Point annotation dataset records
================

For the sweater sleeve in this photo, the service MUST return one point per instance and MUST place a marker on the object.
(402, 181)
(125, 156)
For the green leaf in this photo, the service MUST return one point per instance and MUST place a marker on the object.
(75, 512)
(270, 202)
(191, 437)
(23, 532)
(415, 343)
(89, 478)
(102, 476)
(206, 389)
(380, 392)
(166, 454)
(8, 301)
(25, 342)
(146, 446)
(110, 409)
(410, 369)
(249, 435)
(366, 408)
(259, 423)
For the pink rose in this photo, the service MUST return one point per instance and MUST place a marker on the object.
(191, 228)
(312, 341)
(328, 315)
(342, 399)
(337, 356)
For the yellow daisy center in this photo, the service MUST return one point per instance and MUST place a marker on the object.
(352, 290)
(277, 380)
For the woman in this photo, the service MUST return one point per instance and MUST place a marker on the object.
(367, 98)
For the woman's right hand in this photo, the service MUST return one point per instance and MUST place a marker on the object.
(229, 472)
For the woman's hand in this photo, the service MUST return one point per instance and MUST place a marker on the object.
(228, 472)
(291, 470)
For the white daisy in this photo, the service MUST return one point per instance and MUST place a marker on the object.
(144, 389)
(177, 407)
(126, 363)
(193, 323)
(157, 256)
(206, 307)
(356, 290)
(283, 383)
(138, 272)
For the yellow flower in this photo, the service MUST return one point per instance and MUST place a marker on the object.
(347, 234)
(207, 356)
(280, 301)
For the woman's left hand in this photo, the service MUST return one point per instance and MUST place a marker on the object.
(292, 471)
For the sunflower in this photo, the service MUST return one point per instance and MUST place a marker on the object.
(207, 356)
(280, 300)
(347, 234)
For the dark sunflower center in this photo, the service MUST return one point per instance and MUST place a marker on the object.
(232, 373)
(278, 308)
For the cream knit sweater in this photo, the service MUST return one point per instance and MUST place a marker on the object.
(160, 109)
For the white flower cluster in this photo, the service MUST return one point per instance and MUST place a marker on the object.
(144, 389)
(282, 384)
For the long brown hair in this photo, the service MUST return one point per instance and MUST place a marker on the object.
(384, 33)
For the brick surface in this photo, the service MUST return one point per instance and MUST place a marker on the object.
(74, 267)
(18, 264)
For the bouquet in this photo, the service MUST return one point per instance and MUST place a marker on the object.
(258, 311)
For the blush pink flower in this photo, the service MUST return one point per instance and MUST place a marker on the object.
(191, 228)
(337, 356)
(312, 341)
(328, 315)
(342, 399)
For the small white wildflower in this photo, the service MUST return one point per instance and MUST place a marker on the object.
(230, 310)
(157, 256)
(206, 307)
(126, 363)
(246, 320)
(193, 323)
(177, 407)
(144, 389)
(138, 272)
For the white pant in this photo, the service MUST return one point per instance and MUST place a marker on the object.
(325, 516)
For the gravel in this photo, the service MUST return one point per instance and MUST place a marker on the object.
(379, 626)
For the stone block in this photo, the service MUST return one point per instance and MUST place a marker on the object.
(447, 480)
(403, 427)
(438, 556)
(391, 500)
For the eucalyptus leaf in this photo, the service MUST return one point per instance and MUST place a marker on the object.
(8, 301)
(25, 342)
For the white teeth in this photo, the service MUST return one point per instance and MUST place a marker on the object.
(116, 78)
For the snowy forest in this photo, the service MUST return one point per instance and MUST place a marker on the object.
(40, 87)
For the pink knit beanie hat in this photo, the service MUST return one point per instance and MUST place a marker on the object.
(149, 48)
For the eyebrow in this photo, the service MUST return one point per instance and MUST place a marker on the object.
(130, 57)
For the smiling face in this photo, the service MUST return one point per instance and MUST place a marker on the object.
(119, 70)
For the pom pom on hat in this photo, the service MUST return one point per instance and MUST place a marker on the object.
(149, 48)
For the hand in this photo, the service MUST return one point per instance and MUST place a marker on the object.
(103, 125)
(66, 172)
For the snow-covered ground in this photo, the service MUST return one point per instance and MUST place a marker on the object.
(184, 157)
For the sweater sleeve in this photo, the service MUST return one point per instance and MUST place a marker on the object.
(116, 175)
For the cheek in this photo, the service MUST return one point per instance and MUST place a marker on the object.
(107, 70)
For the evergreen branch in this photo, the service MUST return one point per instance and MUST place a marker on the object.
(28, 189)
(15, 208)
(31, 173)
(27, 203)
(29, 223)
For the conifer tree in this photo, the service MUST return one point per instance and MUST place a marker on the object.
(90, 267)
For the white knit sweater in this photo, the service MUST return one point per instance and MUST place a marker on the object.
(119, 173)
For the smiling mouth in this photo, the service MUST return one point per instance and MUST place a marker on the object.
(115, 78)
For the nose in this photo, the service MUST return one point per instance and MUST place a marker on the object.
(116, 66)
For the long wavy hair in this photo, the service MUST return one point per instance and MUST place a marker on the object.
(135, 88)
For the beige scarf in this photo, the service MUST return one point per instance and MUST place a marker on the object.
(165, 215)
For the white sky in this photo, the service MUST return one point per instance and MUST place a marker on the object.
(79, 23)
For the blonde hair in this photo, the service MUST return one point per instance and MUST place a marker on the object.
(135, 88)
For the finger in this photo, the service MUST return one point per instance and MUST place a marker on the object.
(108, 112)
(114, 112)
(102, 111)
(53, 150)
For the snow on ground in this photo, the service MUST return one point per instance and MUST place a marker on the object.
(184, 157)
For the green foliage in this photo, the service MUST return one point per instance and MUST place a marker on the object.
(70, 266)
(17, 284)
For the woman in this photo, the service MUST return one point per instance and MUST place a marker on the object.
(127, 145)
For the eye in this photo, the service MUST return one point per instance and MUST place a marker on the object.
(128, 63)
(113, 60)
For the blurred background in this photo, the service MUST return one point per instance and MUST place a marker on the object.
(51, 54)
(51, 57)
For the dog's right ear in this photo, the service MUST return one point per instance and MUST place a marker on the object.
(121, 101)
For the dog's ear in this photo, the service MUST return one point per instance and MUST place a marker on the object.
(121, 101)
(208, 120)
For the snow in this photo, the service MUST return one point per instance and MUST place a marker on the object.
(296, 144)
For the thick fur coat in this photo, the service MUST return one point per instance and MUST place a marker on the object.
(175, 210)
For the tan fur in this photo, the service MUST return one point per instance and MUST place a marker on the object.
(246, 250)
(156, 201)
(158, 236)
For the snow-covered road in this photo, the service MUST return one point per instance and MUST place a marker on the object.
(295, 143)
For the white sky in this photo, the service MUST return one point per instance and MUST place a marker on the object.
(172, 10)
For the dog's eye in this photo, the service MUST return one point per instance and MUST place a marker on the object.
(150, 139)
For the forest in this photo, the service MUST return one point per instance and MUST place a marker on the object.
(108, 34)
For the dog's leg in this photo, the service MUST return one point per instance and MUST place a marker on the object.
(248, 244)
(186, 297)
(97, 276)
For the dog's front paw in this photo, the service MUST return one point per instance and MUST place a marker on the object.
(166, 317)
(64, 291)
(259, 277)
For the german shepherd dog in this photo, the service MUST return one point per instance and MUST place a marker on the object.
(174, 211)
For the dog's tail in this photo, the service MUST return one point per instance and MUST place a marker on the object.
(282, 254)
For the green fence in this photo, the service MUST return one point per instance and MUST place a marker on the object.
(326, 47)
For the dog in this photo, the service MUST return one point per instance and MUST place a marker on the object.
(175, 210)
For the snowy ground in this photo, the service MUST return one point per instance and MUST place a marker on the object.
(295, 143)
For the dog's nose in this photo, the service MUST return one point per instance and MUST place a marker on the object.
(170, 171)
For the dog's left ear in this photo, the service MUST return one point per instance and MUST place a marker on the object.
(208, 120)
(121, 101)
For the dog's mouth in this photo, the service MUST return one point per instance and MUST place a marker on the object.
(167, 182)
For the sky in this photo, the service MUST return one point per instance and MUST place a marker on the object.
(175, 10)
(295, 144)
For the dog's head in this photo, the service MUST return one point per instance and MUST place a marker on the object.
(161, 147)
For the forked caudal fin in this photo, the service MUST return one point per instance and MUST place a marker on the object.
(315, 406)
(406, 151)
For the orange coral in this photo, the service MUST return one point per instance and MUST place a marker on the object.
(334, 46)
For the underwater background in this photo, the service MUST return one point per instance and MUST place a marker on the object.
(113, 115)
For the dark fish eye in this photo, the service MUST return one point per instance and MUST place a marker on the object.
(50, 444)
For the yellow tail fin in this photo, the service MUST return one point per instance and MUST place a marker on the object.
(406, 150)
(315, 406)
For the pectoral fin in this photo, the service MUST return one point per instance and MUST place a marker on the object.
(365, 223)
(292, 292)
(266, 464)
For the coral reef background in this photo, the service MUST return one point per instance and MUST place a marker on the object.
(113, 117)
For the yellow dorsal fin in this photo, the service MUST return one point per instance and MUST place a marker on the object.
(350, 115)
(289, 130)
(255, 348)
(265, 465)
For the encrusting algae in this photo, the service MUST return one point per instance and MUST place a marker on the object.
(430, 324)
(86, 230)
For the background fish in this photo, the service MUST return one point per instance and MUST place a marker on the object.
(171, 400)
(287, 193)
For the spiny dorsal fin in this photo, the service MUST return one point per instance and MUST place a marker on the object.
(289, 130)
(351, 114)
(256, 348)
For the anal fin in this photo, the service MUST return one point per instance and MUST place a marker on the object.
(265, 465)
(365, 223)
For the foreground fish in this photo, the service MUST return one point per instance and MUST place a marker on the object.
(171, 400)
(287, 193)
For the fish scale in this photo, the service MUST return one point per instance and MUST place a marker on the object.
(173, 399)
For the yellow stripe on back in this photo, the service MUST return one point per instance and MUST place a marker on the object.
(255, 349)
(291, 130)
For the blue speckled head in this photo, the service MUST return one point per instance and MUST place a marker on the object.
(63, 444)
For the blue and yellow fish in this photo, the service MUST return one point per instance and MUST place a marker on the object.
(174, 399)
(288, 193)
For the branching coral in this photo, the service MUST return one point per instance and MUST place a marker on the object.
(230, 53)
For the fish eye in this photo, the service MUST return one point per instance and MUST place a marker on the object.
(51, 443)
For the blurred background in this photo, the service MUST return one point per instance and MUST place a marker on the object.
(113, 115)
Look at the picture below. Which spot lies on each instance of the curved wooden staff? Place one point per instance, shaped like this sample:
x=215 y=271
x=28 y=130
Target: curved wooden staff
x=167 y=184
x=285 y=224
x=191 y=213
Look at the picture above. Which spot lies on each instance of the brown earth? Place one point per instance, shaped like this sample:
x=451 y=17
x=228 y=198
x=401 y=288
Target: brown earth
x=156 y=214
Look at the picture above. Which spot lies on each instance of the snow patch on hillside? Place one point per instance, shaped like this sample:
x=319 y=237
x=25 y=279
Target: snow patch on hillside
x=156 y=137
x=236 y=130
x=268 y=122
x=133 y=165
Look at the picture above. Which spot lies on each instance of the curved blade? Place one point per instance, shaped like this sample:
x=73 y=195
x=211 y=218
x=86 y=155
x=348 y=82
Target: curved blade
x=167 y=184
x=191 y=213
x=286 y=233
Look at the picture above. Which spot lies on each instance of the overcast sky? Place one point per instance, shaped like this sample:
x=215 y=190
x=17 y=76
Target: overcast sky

================

Restate word for word the lines from the one holding "of the brown" to the end of the listing, both ends included, and nothing more.

Full answer ▸
Look at the picture above. Which spot lies on each instance of the brown earth? Place one point per instance, shaped like this sample:
x=451 y=17
x=228 y=198
x=401 y=288
Target: brown earth
x=156 y=214
Look at the picture above. Which spot lies on each instance of the snow patch on hillside? Place one point per instance, shaped like this sample:
x=319 y=237
x=25 y=279
Target: snow patch on hillside
x=156 y=137
x=236 y=130
x=268 y=122
x=133 y=165
Look at the picture above. Which spot lies on each instance of the curved blade? Place one point per instance, shaped like this sample:
x=73 y=195
x=211 y=218
x=86 y=155
x=348 y=82
Target: curved blade
x=167 y=184
x=191 y=213
x=286 y=233
Look at the picture above. Which spot lies on each instance of the overcast sky? Place one point per instance, shaped like this sample:
x=215 y=190
x=17 y=76
Target: overcast sky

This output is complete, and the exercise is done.